(Coordinate labeling data)

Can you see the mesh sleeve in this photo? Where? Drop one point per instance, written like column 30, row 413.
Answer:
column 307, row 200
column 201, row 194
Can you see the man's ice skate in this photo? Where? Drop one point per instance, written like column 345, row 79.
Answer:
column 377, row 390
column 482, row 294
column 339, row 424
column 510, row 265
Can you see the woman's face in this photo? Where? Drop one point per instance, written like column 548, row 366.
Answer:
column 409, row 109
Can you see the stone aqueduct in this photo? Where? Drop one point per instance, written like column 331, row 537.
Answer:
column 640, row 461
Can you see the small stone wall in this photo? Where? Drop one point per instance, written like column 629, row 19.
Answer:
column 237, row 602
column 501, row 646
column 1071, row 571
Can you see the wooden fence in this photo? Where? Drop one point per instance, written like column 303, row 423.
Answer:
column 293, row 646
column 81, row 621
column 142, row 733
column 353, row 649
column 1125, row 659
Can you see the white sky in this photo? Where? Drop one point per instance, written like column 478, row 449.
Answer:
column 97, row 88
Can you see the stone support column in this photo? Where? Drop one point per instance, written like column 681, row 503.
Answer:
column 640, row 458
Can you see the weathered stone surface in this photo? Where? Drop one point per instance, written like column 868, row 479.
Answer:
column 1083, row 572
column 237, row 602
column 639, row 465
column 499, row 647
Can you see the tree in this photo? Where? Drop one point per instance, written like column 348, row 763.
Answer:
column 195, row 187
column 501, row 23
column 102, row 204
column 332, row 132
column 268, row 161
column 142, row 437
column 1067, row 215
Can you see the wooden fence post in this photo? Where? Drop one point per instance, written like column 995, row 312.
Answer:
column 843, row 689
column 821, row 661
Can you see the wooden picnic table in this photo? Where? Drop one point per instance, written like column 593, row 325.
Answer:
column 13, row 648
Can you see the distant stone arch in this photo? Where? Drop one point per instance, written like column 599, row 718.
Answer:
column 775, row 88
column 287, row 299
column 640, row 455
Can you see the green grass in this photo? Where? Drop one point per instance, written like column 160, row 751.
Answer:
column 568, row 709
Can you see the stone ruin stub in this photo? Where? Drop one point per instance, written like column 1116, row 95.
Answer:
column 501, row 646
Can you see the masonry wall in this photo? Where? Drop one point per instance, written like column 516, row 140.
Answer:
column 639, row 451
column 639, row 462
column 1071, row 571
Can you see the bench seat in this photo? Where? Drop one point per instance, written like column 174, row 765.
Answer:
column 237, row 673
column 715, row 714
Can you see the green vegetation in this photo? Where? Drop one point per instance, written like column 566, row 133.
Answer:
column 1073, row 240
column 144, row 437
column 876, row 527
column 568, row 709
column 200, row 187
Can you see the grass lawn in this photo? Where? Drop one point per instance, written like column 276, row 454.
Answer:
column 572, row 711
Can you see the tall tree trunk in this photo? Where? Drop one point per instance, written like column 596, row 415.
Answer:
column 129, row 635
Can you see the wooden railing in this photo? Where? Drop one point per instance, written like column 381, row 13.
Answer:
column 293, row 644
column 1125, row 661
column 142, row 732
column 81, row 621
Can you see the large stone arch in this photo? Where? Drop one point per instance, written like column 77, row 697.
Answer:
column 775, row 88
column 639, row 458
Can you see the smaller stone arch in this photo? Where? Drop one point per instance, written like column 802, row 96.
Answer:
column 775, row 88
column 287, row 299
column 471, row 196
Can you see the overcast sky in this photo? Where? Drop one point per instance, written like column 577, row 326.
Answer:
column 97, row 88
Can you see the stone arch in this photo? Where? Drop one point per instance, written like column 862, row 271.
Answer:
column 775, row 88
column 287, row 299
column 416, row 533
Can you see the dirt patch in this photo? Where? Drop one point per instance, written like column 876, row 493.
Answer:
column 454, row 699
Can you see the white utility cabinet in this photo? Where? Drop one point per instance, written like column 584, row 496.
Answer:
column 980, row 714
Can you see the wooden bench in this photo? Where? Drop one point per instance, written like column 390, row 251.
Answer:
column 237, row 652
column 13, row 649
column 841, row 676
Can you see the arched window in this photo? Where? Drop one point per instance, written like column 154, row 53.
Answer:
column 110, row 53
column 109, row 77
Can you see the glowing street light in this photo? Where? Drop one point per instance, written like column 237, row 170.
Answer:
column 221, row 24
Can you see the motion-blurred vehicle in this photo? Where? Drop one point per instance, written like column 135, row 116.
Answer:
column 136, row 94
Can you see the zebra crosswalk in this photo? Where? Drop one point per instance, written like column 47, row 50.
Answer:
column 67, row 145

● Written request
Copy every row above word for word, keeping them in the same order.

● Worked solution
Can you see the mesh sleeve in this photo? Where? Drop one point per instance, written like column 30, row 413.
Answer:
column 307, row 200
column 201, row 194
Can you see the man's ice skate in this photo? Where? Drop one point per instance, written like column 345, row 79.
Answer:
column 377, row 390
column 482, row 294
column 339, row 424
column 510, row 265
Can you see the woman's face in this photo? Where? Drop one point per instance, written like column 548, row 366.
Answer:
column 409, row 109
Can you see the stone aqueduct in this photo? Where? Drop one point per instance, written like column 331, row 537.
Answer:
column 640, row 461
Can you see the small stone wall in this photo? Where? Drop one point per instance, written like column 629, row 19.
Answer:
column 237, row 602
column 501, row 646
column 1071, row 571
Can you see the wooden fence in this photo? Where? Drop one point per instance, written like column 303, row 423.
Answer:
column 293, row 646
column 81, row 621
column 142, row 733
column 353, row 649
column 1125, row 659
Can you see the white sky in this photo? Where? Drop one point per instance, written like column 478, row 449.
Answer:
column 97, row 88
Can you see the stone support column in this photo? Where? Drop one point per instance, written like column 681, row 503.
Answer:
column 640, row 458
Can you see the weathered stone surface in this photo? Where? Drop one point per instance, written like column 868, row 479.
Answer:
column 1083, row 572
column 237, row 602
column 639, row 465
column 499, row 647
Can you see the tree in this photo? Where? Drop one point per instance, written like column 348, row 763.
Answer:
column 195, row 187
column 501, row 23
column 102, row 204
column 332, row 132
column 268, row 161
column 142, row 437
column 1067, row 215
Can you see the wooden fence post in this photo? Where? Drop one point per instance, written like column 995, row 312.
Answer:
column 843, row 689
column 821, row 661
Can you see the wooden picnic table in this photo? Where? Drop one point per instance, written like column 593, row 325.
Answer:
column 13, row 648
Can you see the distant stone arch in this photo? Where? Drop one point per instance, written like column 599, row 718.
Answer:
column 775, row 88
column 287, row 299
column 640, row 455
Can you see the green grass in this photo? Where? Drop one point per instance, written like column 160, row 751.
Answer:
column 568, row 709
Can you see the stone ruin stub in this photo? Where? Drop one point per instance, written like column 1116, row 95.
Answer:
column 501, row 646
Can you see the masonry wall in this photo? Where? Drop one point per instance, written like column 516, row 140.
Answer:
column 639, row 451
column 639, row 462
column 1071, row 571
Can you see the bench seat in this photo? Where? Drop one point per instance, written like column 174, row 765.
Answer:
column 237, row 673
column 715, row 714
Can you see the green vegetation in this photo? Where? Drop one point per instance, written like column 566, row 133.
Answer:
column 1073, row 240
column 144, row 437
column 876, row 527
column 568, row 709
column 200, row 187
Can you see the grass lawn in this photo? Where? Drop one point per instance, written like column 276, row 454.
Answer:
column 572, row 711
Can you see the tall tree trunk in this photo? Where? Drop one point per instance, written like column 596, row 415.
Answer:
column 129, row 635
Can you see the wooden railing in this photo? Where? Drop one point per instance, written like column 381, row 13.
Answer:
column 293, row 644
column 1125, row 661
column 142, row 732
column 81, row 621
Can you see the large stone arch in this photo? Where? Drop one point per instance, written like column 77, row 697.
Answer:
column 775, row 88
column 639, row 458
Can you see the smaller stone arch in this photo? Where? Drop one point per instance, written like column 802, row 96.
Answer:
column 775, row 88
column 287, row 299
column 471, row 196
Can you see the overcast sky in this photo? Where? Drop one point per instance, written like column 577, row 326.
Answer:
column 97, row 88
Can you see the stone arch in this photo? Where? Drop one point per instance, written like column 862, row 271.
Answer:
column 775, row 88
column 287, row 299
column 416, row 533
Can you see the dirt patch in this photo? Where? Drop one point per instance, written like column 876, row 493.
Answer:
column 454, row 699
Can you see the white utility cabinet in this photo? Where? Drop one point per instance, written like column 584, row 496.
Answer:
column 980, row 714
Can you see the wooden bench in this photo? Where? Drop one point per instance, written like column 390, row 251.
Answer:
column 237, row 652
column 13, row 649
column 841, row 676
Can you see the arched window in this photo? Where? Drop one point per instance, written like column 154, row 53.
Answer:
column 110, row 53
column 109, row 77
Can you see the glowing street light in this photo? Where? Drop one point per instance, written like column 237, row 170.
Answer:
column 221, row 24
Can you see the motion-blurred vehicle in this photo? Where? Drop one point per instance, written like column 135, row 116.
Answer:
column 136, row 94
Can you see the zebra crosswalk in this photo? Where? Drop one point per instance, written like column 47, row 50.
Answer:
column 67, row 145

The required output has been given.